What is asked: Carry over the rows starting with the line containing "duck tail feathers" and going on through the line containing "[63,72,88,107]", with the requests included, and add 148 to every bounding-box coordinate in them.

Records provided:
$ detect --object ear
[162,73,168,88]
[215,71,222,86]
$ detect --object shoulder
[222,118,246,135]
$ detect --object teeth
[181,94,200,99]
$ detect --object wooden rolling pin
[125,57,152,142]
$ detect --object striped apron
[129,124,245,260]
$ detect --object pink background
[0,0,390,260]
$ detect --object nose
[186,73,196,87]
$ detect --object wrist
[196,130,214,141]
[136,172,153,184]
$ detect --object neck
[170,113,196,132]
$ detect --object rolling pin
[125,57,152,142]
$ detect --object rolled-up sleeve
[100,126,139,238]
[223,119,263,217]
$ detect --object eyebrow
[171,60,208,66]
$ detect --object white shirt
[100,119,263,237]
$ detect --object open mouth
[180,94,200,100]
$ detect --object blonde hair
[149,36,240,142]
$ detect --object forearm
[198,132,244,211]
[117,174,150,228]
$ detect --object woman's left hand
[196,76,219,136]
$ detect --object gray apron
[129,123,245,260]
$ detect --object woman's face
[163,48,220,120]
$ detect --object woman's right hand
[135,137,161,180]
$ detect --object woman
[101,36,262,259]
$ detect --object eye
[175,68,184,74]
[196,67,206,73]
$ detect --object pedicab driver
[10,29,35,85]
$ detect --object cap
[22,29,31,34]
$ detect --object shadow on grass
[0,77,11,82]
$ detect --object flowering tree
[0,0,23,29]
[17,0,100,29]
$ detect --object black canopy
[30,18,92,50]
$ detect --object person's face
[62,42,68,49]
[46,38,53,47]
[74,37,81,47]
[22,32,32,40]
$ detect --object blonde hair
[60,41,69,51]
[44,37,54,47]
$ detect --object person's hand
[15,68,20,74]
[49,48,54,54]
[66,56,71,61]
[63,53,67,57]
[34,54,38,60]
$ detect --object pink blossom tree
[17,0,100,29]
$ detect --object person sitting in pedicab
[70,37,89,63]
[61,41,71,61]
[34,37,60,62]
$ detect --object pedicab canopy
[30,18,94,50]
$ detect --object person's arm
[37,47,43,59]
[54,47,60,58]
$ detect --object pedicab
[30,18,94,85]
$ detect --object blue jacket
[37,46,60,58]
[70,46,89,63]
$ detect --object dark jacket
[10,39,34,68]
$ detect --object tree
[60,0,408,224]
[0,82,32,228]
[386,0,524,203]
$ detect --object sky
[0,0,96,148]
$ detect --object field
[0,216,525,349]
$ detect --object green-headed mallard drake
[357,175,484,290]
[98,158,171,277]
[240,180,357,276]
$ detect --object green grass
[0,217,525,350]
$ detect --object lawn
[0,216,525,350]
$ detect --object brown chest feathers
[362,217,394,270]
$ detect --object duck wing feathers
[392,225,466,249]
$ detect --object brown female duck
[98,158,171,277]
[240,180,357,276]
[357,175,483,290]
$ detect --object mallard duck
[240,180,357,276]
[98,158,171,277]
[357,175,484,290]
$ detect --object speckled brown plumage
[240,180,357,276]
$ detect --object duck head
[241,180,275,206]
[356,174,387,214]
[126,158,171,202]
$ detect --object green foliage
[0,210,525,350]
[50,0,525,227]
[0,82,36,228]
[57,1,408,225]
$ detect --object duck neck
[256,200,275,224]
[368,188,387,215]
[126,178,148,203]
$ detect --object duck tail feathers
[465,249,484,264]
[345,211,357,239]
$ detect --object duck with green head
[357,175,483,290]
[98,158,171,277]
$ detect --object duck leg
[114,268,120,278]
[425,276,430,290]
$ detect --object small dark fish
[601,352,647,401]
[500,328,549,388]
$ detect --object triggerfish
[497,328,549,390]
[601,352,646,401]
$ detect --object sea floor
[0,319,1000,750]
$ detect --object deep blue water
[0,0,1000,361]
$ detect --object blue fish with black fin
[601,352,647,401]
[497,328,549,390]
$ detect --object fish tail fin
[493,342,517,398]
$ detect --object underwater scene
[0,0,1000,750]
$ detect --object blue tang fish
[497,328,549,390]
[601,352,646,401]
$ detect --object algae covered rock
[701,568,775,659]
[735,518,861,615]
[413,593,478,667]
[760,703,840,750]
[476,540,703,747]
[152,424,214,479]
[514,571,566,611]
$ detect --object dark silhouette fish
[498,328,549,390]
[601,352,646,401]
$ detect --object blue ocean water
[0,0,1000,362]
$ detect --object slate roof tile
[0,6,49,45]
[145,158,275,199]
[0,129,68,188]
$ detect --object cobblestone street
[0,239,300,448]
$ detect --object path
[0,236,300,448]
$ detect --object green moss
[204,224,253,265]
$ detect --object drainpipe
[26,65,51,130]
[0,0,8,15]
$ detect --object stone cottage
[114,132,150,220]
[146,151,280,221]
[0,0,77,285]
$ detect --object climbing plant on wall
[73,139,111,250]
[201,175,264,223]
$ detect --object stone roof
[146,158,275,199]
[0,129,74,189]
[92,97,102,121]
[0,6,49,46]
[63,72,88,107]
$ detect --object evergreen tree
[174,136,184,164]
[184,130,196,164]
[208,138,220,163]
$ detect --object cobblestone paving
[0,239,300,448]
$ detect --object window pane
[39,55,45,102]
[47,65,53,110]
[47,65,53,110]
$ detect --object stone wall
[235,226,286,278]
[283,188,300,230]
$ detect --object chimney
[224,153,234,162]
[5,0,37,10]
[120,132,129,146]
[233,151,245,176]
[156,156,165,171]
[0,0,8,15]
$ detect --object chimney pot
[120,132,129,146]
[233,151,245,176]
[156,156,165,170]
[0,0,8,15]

Answer to the problem:
$ detect --object duck tail feathers
[613,397,632,412]
[493,359,505,387]
$ detect --object duck with green head
[505,323,631,438]
[246,306,319,425]
$ detect --object duck leg
[262,416,268,426]
[573,424,578,438]
$ detect --object small dark fish
[749,500,795,549]
[648,476,697,536]
$ detect --object triggerfish
[645,476,697,538]
[749,500,794,549]
$ detect --object sea floor
[148,467,1148,898]
$ detect --object deep blue water
[148,148,1148,509]
$ detect --object blue fish with black fin
[749,500,795,549]
[645,476,697,538]
$ detect --object fish tail fin
[641,490,665,546]
$ detect --object underwater scene
[148,148,1148,898]
$ detect --object blue tang fish
[645,476,697,538]
[749,500,794,549]
$ detect --object algae covered rock
[849,716,923,807]
[883,666,1009,763]
[561,741,626,815]
[908,851,988,898]
[624,688,851,895]
[300,572,362,627]
[662,719,714,759]
$ detect --object dark silhouette fish
[646,476,697,538]
[749,500,794,549]
$ detect --object blue ocean water
[148,148,1148,510]
$ detect --object slate roof tile
[148,154,197,193]
[293,306,423,347]
[148,277,216,336]
$ detect --object cobblestone street
[148,387,448,596]
$ detect --object path
[148,384,448,596]
$ detect --object green moss
[352,372,401,413]
$ detect --object drainpipe
[174,213,199,278]
[148,148,156,163]
$ detect --object stone cottage
[262,280,298,368]
[294,299,428,369]
[148,148,225,433]
$ detect --object climbing plant on wall
[221,287,259,398]
[349,323,412,371]
$ detect --object stone roof
[294,306,423,347]
[148,277,222,337]
[240,245,250,269]
[148,154,197,194]
[211,220,236,255]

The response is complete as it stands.